* **Trecho para leitura**
□ □ □

Entre a ignorância e o saber

Ricardo Viveiros, jornalista, escritor e professor. É autor, entre
outros livros, de “A vila que descobriu o Brasil”; “Justiça seja
feita”; e “O poeta e o passarinho”.

Uma das razões que nos mantêm vivos é o desconhecido. Mistérios como
a vida e a morte, tudo o que não sabemos é um permanente desafio.

Buscar a verdade começa na descoberta do que seja a verdade. Tarefa
inatingível, porque não há verdade única. São muitas as verdades
definidas por seus respectivos criadores.

A ignorância é uma dádiva? O saber causa sofrimento?

Certos governantes preferem não investir em cultura e educação,
censuram a imprensa, porque o conhecimento faz o povo perceber que eles
não servem. E perdem o poder.

Liev Nikoláievich Tolstói, ou simplesmente Leon Tolstói, escritor
russo considerado um dos maiores literatos de todos os tempos, foi um
dos primeiros pacifistas e defensores da educação como a principal
porta para o conhecimento que liberta, que garante independência.

Tolstói foi o guru do ainda jovem Mahatma Gandhi, tendo influenciado o
grande líder indiano a defender o princípio da não-violência. Eles
trocaram intensa correspondência, em muitas cartas o indiano pedia
conselhos ao russo. Dessa relação nasceu um belo livro de Tolstói,
“Carta ao Hindu”. Na obra está o princípio
ético-filosófico-religioso de que ferir o próximo é ferir a si
mesmo, porque todo ser vivo tem energia espiritual divina.

Embora perseguido violentamente pela cruel polícia czarista da época,
há cerca de 150 anos Tolstói fundou mais de uma dezena de escolas
rurais no interior da Rússia. Ele é o precursor da liberdade na
educação de crianças e jovens, como também o pioneiro na gestão
democrática das instituições de ensino.

“A ignorância em si não é nem vergonhosa e nem maléfica. Ninguém
pode saber tudo. Mas fingir saber o que na verdade não se sabe é tão
vergonhoso quanto maléfico”, afirmou Leon Tolstói.

Desde o início da pandemia, o Brasil tem sido vítima de um dos maiores
índices mundiais de contaminação e morte. A pandemia causada pela
Covid-19 foi relativizada em nosso País com definições do presidente
da República: “fantasia”, “gripezinha”, “não é uma situação
alarmante”, “e daí?”. E foi, também por ele, dado o mau exemplo contra
o confinamento, uso de máscara, aglomerações e tudo o que deveria
merecer rígido protocolo de segurança sanitária. Somam-se a isso
“soluções preventivas”, como supostos remédios comprovados pela
ciência como ineficazes para a Covid-19, politização da vacina e, por
fim, a falta de um planejamento para a área a saúde. Foram três
ministros em apenas dois anos de governo, sendo o atual alguém de fora
da área.

□ □ □

* **Material de estudo**

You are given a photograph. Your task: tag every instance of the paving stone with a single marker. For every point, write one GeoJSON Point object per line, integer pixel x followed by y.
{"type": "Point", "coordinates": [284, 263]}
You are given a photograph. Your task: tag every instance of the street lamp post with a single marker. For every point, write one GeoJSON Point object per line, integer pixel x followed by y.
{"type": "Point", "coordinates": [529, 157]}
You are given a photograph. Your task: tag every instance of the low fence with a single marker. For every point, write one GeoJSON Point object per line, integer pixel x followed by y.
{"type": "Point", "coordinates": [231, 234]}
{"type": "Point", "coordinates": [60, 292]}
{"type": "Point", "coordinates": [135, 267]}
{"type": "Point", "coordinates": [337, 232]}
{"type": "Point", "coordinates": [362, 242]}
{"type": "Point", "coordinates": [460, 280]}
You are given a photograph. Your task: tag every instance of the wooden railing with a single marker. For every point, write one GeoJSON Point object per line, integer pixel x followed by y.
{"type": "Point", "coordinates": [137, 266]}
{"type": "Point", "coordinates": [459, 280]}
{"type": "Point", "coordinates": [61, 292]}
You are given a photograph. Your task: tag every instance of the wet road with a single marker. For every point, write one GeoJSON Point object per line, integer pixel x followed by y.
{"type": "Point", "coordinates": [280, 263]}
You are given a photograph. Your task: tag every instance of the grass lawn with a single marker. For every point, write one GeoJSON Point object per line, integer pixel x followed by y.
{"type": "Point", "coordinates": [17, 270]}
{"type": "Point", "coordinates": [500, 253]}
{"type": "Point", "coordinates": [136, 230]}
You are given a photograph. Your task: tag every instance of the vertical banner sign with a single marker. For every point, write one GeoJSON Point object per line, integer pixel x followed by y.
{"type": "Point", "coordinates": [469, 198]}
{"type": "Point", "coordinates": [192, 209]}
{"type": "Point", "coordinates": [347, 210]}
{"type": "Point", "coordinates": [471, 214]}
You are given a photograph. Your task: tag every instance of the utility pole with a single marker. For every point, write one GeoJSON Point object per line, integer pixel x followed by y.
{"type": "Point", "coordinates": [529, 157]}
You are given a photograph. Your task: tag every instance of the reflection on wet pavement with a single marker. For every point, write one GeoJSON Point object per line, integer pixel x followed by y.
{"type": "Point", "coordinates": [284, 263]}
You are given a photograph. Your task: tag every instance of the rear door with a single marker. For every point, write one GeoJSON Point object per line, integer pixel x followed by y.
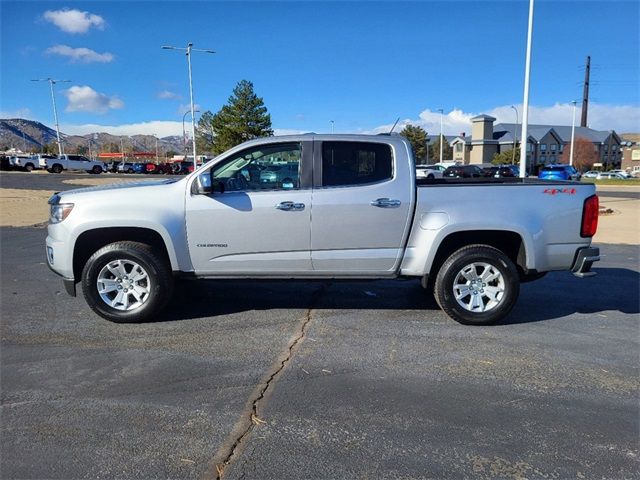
{"type": "Point", "coordinates": [362, 206]}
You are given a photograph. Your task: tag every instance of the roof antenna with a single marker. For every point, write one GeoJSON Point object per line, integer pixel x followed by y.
{"type": "Point", "coordinates": [394, 126]}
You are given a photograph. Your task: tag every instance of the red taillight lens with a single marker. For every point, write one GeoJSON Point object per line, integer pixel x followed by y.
{"type": "Point", "coordinates": [590, 216]}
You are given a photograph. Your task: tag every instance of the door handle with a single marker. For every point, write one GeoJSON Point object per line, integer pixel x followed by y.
{"type": "Point", "coordinates": [386, 203]}
{"type": "Point", "coordinates": [290, 206]}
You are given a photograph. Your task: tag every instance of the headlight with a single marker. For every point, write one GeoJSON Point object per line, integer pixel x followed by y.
{"type": "Point", "coordinates": [60, 211]}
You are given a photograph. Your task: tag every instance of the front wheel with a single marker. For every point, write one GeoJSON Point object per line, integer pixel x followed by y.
{"type": "Point", "coordinates": [126, 282]}
{"type": "Point", "coordinates": [477, 285]}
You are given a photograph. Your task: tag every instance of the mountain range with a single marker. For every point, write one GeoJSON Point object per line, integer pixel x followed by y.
{"type": "Point", "coordinates": [31, 136]}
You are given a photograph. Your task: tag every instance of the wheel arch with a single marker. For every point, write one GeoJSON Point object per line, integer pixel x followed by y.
{"type": "Point", "coordinates": [509, 242]}
{"type": "Point", "coordinates": [92, 240]}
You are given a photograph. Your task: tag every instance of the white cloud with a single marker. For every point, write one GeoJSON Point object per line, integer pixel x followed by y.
{"type": "Point", "coordinates": [183, 109]}
{"type": "Point", "coordinates": [86, 99]}
{"type": "Point", "coordinates": [169, 95]}
{"type": "Point", "coordinates": [74, 21]}
{"type": "Point", "coordinates": [621, 118]}
{"type": "Point", "coordinates": [82, 55]}
{"type": "Point", "coordinates": [155, 127]}
{"type": "Point", "coordinates": [288, 131]}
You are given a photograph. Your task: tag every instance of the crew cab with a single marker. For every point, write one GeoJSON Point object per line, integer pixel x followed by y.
{"type": "Point", "coordinates": [74, 163]}
{"type": "Point", "coordinates": [349, 207]}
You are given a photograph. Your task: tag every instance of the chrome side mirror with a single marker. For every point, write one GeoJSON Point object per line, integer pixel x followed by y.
{"type": "Point", "coordinates": [205, 185]}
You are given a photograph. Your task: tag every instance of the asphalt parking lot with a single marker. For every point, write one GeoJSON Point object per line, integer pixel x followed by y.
{"type": "Point", "coordinates": [278, 380]}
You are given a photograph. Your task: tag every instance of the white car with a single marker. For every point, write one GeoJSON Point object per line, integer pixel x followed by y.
{"type": "Point", "coordinates": [624, 173]}
{"type": "Point", "coordinates": [30, 162]}
{"type": "Point", "coordinates": [610, 175]}
{"type": "Point", "coordinates": [429, 171]}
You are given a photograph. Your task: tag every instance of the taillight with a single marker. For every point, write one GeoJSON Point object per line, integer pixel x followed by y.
{"type": "Point", "coordinates": [590, 212]}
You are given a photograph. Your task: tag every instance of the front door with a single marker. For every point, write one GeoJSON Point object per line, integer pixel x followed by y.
{"type": "Point", "coordinates": [362, 199]}
{"type": "Point", "coordinates": [260, 224]}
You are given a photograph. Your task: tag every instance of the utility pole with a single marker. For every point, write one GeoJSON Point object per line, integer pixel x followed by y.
{"type": "Point", "coordinates": [524, 137]}
{"type": "Point", "coordinates": [515, 137]}
{"type": "Point", "coordinates": [585, 93]}
{"type": "Point", "coordinates": [55, 110]}
{"type": "Point", "coordinates": [188, 51]}
{"type": "Point", "coordinates": [441, 142]}
{"type": "Point", "coordinates": [573, 133]}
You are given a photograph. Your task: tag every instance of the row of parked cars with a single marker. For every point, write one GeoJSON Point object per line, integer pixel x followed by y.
{"type": "Point", "coordinates": [549, 172]}
{"type": "Point", "coordinates": [60, 163]}
{"type": "Point", "coordinates": [466, 171]}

□ □ □

* **O que se pede**
Responda com base no texto sobre a ignorância e o saber:
1. Que livro de Tolstói nasceu da relação dele com Gandhi?
2. Quantas escolas rurais Tolstói fundou no interior da Rússia?
3. Quantos ministros houve em dois anos de governo?

* **Resultado do exercício**
1. “Carta ao Hindu”.
2. Mais de uma dezena.
3. Três.